* **Problem description**
Within the records below, find the line with "Locate every instance of the blue sky" and the line with "Locate every instance of the shrub", then reproduce exactly those two lines and all lines between them, without any picture.
---------- Provided records
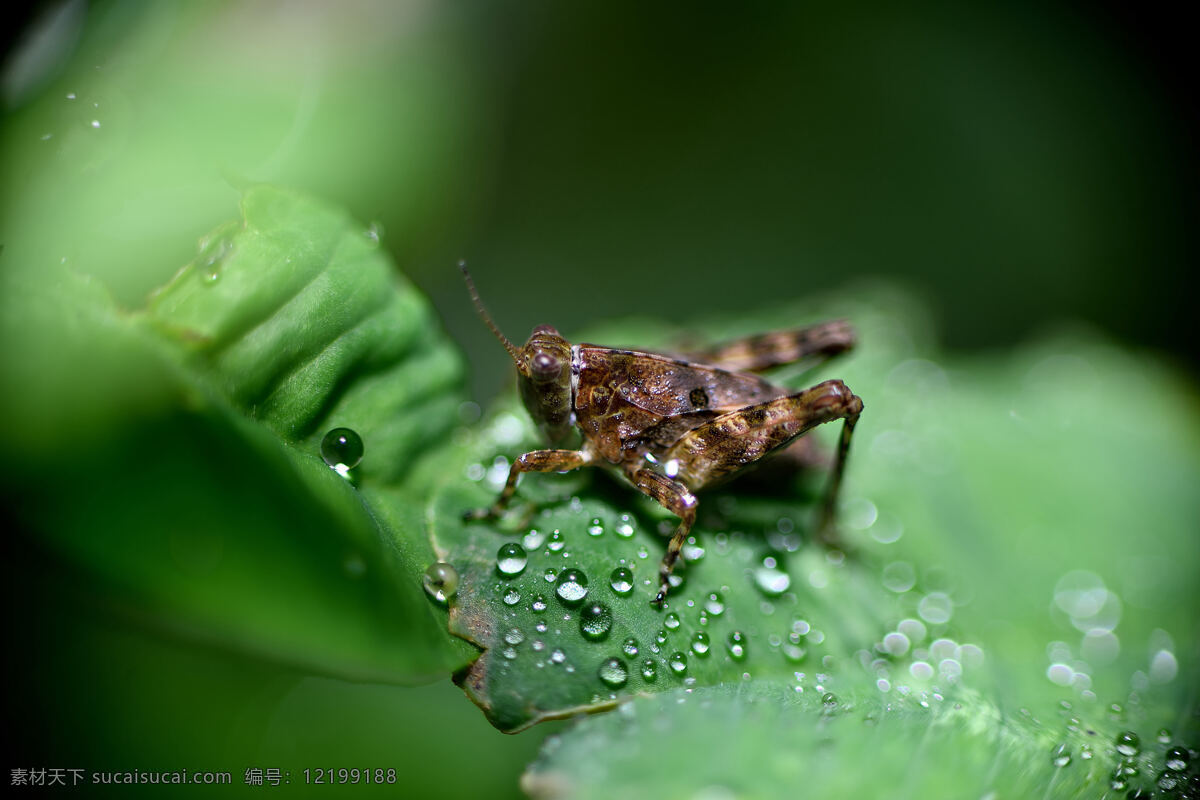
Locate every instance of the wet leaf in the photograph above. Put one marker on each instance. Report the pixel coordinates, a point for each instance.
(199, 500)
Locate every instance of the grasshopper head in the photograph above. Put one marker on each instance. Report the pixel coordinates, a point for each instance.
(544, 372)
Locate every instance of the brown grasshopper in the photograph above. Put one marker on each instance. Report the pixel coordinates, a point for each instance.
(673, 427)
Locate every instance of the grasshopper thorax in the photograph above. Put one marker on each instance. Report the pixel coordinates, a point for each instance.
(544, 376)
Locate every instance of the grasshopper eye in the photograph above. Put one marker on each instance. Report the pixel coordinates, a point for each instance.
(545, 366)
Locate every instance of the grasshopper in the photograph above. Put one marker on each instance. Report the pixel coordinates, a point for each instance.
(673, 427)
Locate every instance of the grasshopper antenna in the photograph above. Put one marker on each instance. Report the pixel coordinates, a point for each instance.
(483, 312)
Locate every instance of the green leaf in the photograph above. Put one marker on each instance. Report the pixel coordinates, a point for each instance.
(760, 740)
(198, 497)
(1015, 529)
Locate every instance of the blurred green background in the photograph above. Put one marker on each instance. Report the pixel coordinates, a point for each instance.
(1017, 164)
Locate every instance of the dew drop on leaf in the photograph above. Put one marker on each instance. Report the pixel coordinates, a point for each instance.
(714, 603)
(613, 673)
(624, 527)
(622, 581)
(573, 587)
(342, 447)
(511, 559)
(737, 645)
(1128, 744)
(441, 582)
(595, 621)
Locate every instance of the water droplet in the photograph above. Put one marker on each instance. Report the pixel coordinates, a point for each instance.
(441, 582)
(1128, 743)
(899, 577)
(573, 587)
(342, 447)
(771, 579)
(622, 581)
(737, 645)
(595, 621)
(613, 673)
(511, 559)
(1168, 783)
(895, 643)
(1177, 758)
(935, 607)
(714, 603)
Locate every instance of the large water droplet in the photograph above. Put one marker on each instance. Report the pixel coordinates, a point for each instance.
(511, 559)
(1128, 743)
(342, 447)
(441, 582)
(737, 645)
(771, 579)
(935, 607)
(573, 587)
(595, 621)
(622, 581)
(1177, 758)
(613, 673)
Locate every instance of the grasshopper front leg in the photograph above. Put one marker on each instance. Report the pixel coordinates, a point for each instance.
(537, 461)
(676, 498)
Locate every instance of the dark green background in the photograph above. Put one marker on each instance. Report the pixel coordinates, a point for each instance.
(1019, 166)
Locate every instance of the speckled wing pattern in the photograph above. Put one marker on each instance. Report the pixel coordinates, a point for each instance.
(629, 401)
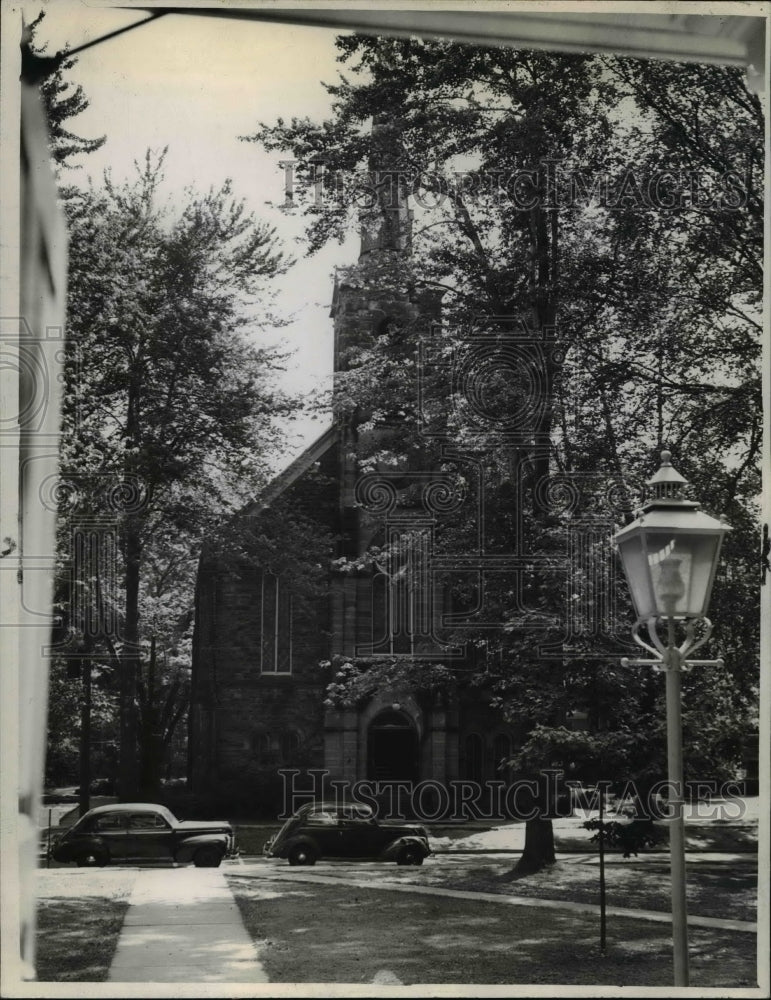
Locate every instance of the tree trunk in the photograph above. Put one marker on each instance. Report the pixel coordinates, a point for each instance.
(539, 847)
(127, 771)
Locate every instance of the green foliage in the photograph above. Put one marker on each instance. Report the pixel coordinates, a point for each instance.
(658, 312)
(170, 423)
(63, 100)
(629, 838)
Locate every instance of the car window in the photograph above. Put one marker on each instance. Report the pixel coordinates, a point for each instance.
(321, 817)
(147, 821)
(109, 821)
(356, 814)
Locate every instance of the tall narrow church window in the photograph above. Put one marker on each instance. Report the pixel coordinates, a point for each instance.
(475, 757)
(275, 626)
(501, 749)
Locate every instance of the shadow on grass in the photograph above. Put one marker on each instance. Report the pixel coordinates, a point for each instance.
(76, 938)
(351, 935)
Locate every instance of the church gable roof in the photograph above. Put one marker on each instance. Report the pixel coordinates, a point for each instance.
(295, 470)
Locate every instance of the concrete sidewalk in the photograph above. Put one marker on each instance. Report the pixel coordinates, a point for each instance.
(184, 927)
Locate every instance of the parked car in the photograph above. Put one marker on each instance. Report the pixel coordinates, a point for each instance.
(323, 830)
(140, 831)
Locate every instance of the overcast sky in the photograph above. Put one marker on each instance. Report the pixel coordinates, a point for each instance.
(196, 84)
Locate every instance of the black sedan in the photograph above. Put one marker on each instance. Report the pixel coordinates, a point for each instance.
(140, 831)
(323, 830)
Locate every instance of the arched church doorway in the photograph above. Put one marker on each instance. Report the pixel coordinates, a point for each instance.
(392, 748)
--------------------
---------- Provided records
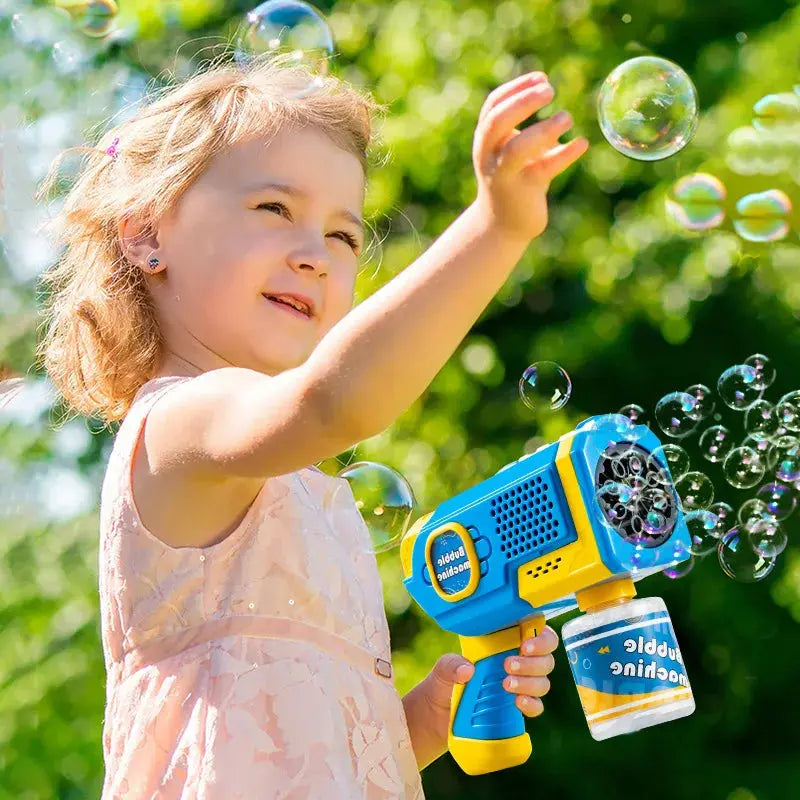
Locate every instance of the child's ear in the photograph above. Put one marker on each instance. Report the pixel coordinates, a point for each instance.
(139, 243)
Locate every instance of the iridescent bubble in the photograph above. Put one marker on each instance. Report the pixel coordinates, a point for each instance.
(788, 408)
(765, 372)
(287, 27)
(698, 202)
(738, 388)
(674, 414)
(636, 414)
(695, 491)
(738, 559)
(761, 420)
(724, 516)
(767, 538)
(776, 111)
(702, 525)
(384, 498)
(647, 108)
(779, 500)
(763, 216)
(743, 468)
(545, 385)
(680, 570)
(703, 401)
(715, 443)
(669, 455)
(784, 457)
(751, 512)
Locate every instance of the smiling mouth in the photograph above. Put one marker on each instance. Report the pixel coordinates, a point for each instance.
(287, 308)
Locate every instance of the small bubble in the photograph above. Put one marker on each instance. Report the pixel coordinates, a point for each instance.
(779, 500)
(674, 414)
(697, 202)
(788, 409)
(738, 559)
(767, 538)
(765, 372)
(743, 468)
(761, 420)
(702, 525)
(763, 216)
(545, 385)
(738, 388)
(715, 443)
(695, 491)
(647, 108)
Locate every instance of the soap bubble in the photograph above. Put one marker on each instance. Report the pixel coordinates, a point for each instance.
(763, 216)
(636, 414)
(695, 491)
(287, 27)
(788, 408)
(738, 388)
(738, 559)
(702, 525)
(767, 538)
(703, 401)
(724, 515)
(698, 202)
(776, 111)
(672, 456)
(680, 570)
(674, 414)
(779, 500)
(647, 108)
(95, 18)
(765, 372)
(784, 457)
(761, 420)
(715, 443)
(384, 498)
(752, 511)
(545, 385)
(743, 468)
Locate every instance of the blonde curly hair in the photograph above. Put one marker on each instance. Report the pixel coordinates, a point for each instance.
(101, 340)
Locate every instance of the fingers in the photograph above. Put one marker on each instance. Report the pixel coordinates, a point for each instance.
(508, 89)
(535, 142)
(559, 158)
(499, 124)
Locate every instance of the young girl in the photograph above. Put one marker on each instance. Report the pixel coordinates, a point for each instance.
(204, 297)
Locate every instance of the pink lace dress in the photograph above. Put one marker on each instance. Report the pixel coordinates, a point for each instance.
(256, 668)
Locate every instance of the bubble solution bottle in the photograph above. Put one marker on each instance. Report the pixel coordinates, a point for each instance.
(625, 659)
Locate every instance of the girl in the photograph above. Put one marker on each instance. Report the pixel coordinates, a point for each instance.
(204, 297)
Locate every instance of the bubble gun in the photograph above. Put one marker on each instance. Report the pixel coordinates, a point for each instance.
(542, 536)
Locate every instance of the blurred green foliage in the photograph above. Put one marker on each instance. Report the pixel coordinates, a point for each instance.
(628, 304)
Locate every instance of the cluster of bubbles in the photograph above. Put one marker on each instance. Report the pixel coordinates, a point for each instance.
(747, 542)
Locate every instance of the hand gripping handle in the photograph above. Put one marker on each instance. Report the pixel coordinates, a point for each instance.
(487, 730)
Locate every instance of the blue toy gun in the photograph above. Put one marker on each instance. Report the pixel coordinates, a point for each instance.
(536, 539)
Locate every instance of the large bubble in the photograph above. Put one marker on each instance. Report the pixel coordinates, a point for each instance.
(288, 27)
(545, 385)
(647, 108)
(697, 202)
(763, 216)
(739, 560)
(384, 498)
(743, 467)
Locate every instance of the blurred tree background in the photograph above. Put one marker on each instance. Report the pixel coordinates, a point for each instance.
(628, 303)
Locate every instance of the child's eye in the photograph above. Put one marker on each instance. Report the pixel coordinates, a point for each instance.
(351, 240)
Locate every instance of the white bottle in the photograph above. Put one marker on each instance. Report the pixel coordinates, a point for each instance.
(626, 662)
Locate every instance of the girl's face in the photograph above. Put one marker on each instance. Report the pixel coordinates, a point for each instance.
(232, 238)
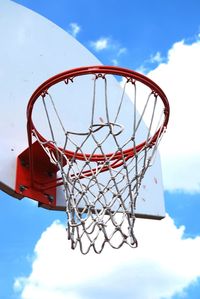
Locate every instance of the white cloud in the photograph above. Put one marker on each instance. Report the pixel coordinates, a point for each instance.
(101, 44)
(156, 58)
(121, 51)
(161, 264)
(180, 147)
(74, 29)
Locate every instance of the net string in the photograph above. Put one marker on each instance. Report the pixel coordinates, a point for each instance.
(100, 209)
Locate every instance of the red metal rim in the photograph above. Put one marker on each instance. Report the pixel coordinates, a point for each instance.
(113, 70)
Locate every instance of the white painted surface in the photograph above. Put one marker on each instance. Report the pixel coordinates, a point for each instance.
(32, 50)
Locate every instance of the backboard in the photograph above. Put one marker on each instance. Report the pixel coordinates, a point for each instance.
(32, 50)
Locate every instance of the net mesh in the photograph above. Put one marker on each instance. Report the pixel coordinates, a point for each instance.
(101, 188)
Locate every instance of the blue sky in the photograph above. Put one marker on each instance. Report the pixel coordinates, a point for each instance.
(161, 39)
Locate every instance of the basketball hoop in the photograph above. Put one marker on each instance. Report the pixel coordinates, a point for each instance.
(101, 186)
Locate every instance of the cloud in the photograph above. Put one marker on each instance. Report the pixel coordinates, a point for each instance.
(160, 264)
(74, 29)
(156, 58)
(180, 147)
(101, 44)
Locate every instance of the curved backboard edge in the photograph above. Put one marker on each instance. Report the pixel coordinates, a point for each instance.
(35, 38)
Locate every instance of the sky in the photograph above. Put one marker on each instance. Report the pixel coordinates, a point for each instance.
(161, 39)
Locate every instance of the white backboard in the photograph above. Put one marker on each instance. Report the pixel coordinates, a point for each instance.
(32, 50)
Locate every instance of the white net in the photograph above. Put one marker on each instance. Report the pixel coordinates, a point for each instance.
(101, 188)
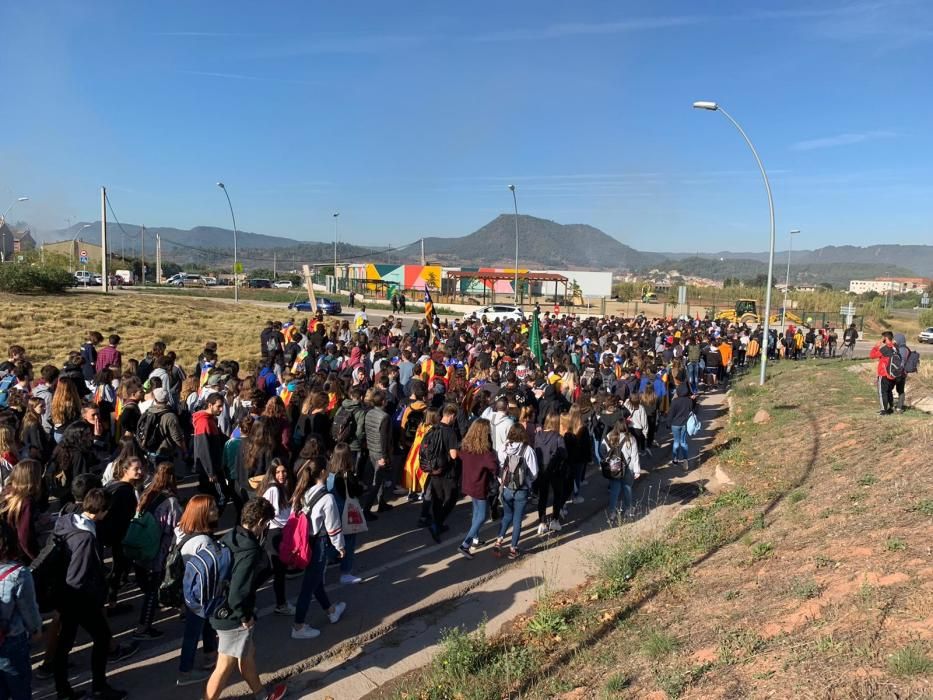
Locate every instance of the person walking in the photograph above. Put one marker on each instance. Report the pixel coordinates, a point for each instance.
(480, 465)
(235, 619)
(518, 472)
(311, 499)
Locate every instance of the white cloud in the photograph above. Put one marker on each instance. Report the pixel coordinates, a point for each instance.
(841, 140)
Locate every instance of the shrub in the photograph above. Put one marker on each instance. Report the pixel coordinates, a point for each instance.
--------------------
* **Final answer**
Locate every instance of the blue sky in the photograph above. Put one marker on each instance. Report the pixel coordinates, a point for each instance.
(161, 39)
Locate every instance of the basketball hoop in the photograph above. Put one marker on each instance. Report the pixel coordinates, a point for each instance.
(101, 186)
Locate every instance of the cloud in the photograph above. Put one marker on each instance. Report the pixel coordinates, a point for each instance.
(160, 264)
(74, 29)
(156, 58)
(180, 147)
(101, 44)
Locate every instance of the curved backboard edge in the photograph above. Put one marker on each instance. Report the pixel coordinates, a point for each instance.
(35, 38)
Locate every instance of the sky in the photograph above. Put one marker on each instance. Report the pixel coordinates, a point for each instance.
(161, 39)
Locate every instance of the white backboard in the photograph above. Put one marker on each instance. Report the pixel coordinates, a point for each instance.
(32, 50)
Locate every instance of the white net in the photograph above. Put one marker on each instance. Report the pixel coordinates, a point for each instance.
(101, 188)
Locate every instance of the person walking in the photograph above. Put one marker on each instance. Report the pixel coordinates, a point for each instance.
(480, 465)
(235, 619)
(518, 472)
(311, 499)
Locate every instance of the white cloud in the photograph above. Put one marker on each instance. Report the pixel coordinates, a point for each instance.
(841, 140)
Locate every instance of the shrub in the photograph above. Put one marker on each instance. Report the pixel coordinates, a point for each instance.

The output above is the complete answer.